Short problem: Reproduce everything from the line containing "Guideline: for every instance of the snowdrift, the" down to the end of the records, requests included, offsetting every keypoint coordinate in the answers by 41.
::::::::::
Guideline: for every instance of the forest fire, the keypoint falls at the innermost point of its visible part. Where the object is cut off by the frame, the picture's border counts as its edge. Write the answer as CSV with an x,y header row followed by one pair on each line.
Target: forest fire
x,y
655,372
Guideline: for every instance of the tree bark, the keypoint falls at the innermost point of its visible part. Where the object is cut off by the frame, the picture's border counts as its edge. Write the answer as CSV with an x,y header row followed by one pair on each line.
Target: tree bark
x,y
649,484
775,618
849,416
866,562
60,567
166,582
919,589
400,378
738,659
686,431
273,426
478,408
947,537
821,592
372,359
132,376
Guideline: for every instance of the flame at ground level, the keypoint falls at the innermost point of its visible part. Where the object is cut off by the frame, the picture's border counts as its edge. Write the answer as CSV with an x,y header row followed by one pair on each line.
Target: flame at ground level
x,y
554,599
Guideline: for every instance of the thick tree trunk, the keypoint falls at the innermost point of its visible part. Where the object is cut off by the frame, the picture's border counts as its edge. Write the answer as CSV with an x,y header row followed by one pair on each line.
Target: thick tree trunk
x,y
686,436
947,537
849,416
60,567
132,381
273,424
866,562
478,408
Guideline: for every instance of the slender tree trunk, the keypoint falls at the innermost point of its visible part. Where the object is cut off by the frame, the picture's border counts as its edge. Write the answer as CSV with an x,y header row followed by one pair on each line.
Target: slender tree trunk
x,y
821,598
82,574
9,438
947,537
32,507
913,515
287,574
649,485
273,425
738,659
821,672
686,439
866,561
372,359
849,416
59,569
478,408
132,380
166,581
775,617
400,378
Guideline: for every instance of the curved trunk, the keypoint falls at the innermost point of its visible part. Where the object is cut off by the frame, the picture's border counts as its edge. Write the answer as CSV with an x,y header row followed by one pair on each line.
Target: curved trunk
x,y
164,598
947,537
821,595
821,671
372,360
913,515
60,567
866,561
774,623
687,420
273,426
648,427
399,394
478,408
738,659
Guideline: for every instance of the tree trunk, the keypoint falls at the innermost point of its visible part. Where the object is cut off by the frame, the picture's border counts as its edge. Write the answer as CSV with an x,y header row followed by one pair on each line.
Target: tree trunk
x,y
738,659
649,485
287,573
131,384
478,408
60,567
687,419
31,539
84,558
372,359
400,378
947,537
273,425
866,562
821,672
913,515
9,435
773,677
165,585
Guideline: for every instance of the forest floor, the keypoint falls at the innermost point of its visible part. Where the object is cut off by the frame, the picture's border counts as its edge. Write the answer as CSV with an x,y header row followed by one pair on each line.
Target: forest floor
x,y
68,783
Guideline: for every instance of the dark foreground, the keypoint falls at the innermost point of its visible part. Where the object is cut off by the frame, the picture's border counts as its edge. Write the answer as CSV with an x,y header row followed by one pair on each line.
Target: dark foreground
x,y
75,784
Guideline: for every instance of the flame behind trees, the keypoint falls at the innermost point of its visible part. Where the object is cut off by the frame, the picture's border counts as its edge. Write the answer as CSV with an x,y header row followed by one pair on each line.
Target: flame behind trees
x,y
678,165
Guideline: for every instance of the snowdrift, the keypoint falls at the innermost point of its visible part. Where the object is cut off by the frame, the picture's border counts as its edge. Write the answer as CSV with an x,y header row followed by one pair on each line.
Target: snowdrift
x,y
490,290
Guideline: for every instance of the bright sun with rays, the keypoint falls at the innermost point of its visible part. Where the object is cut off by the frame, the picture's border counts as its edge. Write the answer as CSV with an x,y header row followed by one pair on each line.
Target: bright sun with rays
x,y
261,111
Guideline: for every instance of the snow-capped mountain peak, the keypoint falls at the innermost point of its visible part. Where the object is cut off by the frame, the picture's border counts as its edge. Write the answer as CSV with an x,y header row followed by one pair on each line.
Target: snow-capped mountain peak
::::::::::
Written solution:
Guideline: for every instance of the snowdrift, the keypoint falls at the innermost point of its visible part. Where the object is cut off by the frame, the picture's border counts as its edge. Write the answer as CSV with an x,y header row followed by one pair on each line.
Target: snowdrift
x,y
531,331
Guideline: for every instance of the bright sun with rays, the keypoint falls at the innermost point of its visible part. Where the object is cut off by the frame, the picture's border counts as its edge. Write the answer as CSV with an x,y header row followed by one pair on each line.
Target: bright sun with rays
x,y
302,152
Guideline: for every instance of the snow-capped mountain peak, the keypoint falls at the innermost point of its visible part. Where the object is cut off by the frame, the picture's border counts as its edge. Write the answer as CSV with an x,y header row followed by one pair on each line.
Target: snow-capped mountain peak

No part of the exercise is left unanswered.